Objective 1.
Summarize the patent page below in two sentences.

Document section.
______

US-20260126174-A1 - NOZZLE FOR FEEDING AIR AND LIQUID FUEL INTO A COMBUSTION CHAMBER, AND ENGINE

Abstract

A nozzle for feeding air and liquid fuel into a combustion chamber, has a nozzle main body aligned along an axis, and includes a first air duct running on and/or around the axis, a fuel duct, annularly encircling the first air duct and having a downstream end portion running axially-radially in a direction of the axis in a flow direction, and a second air duct, annularly encircling the fuel duct. The fuel duct has a fuel outlet opening at an adjoining substantially axially aligned film applicator surface having a downstream trailing edge, wherein the film applicator surface surrounds the first air duct at the downstream end. Fuel atomization is improved by a length of the film applicator surface between the fuel outlet opening and the trailing edge being between a factor of 5-6 times a height of the end portion of the fuel duct.

Inventors

• Gregor Christoffer Gebel
• Carsten Clemen
• Thomas Dörr

Assignees

• ROLLS-ROYCE DEUTSCHLAND LTD & CO KG

Dates

Publication Date

20260507

Application Date

20251024

Priority Date

20241105

Claims (10)

______

Data rows.

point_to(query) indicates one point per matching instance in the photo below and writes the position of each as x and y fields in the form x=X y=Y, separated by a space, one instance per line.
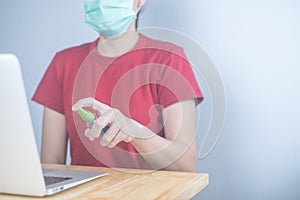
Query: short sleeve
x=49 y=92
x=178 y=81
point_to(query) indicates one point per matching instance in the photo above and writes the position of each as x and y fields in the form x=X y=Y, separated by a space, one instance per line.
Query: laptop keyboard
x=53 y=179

______

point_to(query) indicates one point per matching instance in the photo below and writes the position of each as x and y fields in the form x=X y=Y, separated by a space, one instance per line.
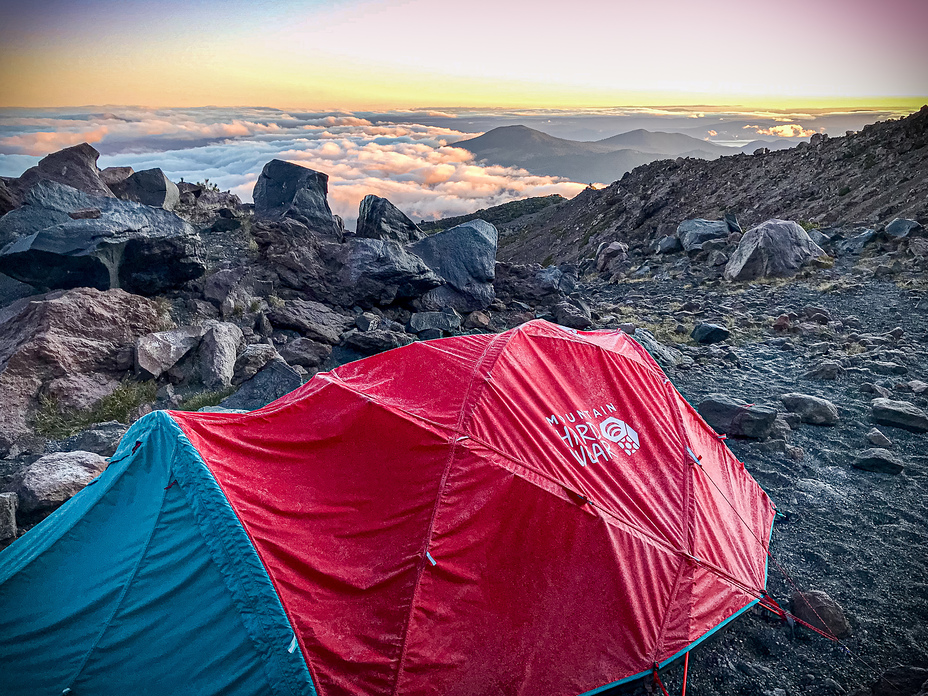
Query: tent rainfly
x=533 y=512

______

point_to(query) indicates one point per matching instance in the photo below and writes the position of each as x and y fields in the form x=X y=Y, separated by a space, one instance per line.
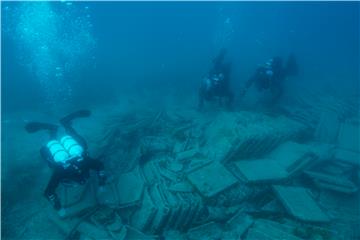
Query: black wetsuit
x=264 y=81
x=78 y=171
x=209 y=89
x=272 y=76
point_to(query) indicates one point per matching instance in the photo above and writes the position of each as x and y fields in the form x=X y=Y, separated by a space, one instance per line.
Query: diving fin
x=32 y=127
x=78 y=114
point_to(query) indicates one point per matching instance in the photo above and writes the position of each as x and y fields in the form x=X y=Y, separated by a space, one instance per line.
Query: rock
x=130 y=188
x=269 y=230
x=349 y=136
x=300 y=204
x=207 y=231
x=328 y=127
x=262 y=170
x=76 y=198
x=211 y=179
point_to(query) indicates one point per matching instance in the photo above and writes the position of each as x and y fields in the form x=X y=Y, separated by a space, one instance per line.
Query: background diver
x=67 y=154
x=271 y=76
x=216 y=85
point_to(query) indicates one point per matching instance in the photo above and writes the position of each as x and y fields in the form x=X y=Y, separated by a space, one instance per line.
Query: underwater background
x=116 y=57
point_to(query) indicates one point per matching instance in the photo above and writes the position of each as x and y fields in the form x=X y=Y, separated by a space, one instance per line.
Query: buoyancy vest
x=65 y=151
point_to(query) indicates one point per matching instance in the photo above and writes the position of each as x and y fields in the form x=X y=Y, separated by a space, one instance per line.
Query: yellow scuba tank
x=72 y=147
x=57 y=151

______

Objective 2.
Return every line of the rows above that contains the word "background".

Task output 1.
The patent describes a nozzle for feeding air and liquid fuel into a combustion chamber, with a first air duct on or around the axis, a fuel duct encircling it, and a second air duct encircling the fuel duct. Fuel leaves through an outlet onto a film applicator surface, and atomization is improved by making that surface's length, from the outlet to the trailing edge, 5 to 6 times the height of the fuel duct's end portion.

Task output 2.
Query: background diver
Query: underwater background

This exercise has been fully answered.